──────── Text segment
Negotiations for a friendly merger between Sanofi-Aventis and Genzyme, which I discussed here a month ago, now seem to have fallen apart.
Sanofi's CEO has written a "bear hug" letter in the first instance to the Genzyme CEO but in reality to the Genzyme shareholders. The idea is to get the shareholders ticked off that their management is standing between them and a nice pay-out.
Here's a discussion from two and a half years ago about the art of giving a bear hug.
A little history. Back in 2004, a company then called Sanofi-Synthélabo made a 47.8 bn euro for Aventis, a Strasbourg based concern. At first, Initially, Aventis spurned the bid, and a three-month battle resulted. The merger did in time come about, but the price increased, from the original 47.8 billion to 54.5 billion euros.
The French government played a big role in that imbroglio. The government was concerned that a Swiss company (Novartis) would step in as Aventis' white knight if Sanofi-Synthélabo didn't raise its bid. That would lead to Aventis falling under the control of foreigners. Indeed, non-EU foreigners! (The Swiss are only geographically part of Europe.)
The lesson: there is good reason, based on their fiduciary obligation to their shareholders, for the management of Genzyme to make this difficult for Sanofi. They shouldn't make it impossible, but they should make it difficult.
────────────────
- **Your objective**:
Decide whether each statement below agrees with the text on the Sanofi-Aventis and Genzyme merger talks. Answer yes or no for each, and quote the deciding words of the text exactly.
(a) Sanofi's CEO addressed the "bear hug" letter in the first instance to the Genzyme CEO.
(b) The French government was concerned that a German company would step in as Aventis' white knight.
(c) Genzyme's management should make the takeover impossible for Sanofi.
──────── Given entries
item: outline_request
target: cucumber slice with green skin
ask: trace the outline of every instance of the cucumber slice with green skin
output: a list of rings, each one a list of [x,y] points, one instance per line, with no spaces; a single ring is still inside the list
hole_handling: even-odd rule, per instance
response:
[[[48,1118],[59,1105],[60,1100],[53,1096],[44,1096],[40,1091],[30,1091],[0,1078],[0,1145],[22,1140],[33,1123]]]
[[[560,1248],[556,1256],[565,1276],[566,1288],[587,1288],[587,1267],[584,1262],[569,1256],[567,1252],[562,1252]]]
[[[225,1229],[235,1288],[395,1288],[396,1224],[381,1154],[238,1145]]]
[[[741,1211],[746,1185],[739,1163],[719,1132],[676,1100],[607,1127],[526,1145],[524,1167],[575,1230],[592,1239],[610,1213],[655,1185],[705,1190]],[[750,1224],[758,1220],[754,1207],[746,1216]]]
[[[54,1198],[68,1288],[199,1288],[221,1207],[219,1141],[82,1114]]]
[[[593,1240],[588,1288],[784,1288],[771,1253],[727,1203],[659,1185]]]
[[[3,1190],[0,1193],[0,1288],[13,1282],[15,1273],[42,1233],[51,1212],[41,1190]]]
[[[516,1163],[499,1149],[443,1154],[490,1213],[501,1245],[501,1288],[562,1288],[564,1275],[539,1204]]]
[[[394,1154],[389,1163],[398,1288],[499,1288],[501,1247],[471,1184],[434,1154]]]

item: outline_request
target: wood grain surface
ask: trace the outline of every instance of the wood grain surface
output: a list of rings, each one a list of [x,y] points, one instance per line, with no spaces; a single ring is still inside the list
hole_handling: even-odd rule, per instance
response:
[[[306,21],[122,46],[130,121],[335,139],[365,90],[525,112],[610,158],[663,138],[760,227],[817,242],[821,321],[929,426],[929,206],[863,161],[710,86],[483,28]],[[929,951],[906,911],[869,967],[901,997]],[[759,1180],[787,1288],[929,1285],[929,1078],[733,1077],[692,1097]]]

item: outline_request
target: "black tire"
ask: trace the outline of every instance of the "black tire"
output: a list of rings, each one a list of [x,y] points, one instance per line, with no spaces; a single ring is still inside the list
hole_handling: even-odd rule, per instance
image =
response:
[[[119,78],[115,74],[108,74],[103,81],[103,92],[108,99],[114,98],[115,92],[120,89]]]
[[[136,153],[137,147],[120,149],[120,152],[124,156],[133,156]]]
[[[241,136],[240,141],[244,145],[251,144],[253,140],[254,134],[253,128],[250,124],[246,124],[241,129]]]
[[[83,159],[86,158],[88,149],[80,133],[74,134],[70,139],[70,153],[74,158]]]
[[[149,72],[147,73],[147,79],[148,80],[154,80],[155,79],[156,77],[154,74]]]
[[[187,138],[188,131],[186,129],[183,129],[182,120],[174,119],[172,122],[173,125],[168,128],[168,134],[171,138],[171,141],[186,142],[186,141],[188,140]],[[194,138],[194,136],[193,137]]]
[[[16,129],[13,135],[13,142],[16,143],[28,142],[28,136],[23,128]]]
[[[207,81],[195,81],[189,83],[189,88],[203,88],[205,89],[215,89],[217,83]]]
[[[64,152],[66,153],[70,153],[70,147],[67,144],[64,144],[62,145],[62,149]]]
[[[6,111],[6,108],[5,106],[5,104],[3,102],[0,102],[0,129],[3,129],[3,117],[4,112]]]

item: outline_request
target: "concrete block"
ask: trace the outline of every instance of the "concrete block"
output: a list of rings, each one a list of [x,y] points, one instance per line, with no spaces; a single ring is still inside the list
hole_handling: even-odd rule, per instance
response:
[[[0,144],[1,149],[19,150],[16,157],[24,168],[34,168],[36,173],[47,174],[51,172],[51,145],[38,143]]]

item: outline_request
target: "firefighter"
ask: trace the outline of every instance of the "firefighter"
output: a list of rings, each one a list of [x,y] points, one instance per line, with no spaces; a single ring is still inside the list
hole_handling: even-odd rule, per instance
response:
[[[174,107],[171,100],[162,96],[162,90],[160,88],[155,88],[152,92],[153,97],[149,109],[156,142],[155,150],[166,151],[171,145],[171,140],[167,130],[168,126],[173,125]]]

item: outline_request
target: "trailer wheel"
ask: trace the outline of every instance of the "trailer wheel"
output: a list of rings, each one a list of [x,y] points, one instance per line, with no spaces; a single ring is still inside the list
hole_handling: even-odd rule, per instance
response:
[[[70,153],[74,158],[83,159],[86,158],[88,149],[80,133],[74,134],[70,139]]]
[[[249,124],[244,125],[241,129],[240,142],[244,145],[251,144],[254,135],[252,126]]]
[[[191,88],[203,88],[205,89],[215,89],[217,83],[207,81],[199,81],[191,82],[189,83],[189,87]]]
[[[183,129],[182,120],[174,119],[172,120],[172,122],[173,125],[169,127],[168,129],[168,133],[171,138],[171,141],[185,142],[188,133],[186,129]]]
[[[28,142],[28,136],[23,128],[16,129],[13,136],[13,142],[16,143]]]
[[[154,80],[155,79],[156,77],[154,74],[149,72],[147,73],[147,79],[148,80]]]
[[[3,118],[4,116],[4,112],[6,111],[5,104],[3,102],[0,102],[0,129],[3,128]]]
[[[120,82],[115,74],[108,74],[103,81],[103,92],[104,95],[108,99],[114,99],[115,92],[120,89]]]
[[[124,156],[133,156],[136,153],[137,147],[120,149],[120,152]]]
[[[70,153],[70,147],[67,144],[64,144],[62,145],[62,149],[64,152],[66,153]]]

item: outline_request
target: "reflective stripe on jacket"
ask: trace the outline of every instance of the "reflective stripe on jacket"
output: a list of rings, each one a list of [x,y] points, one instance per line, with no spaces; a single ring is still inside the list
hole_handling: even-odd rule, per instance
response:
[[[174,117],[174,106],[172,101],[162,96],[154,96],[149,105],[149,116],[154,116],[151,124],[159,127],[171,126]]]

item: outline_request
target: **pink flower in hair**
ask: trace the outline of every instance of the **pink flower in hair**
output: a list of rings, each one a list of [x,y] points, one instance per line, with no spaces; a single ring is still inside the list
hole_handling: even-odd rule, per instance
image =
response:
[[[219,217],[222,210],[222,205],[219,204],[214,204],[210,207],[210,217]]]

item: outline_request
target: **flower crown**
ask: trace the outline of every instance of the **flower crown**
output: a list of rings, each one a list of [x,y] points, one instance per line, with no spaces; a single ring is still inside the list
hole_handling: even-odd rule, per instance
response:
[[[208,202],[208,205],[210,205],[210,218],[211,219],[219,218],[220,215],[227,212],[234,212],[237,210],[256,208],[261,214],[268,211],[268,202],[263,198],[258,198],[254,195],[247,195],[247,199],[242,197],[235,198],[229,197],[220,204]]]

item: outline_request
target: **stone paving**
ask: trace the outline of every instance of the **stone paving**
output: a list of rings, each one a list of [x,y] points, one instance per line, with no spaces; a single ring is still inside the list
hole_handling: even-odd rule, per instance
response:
────────────────
- **Solution**:
(a) Yes: "Sanofi's CEO has written a "bear hug" letter in the first instance to the Genzyme CEO"
(b) No: "The government was concerned that a Swiss company (Novartis) would step in as Aventis' white knight"
(c) No: "They shouldn't make it impossible, but they should make it difficult."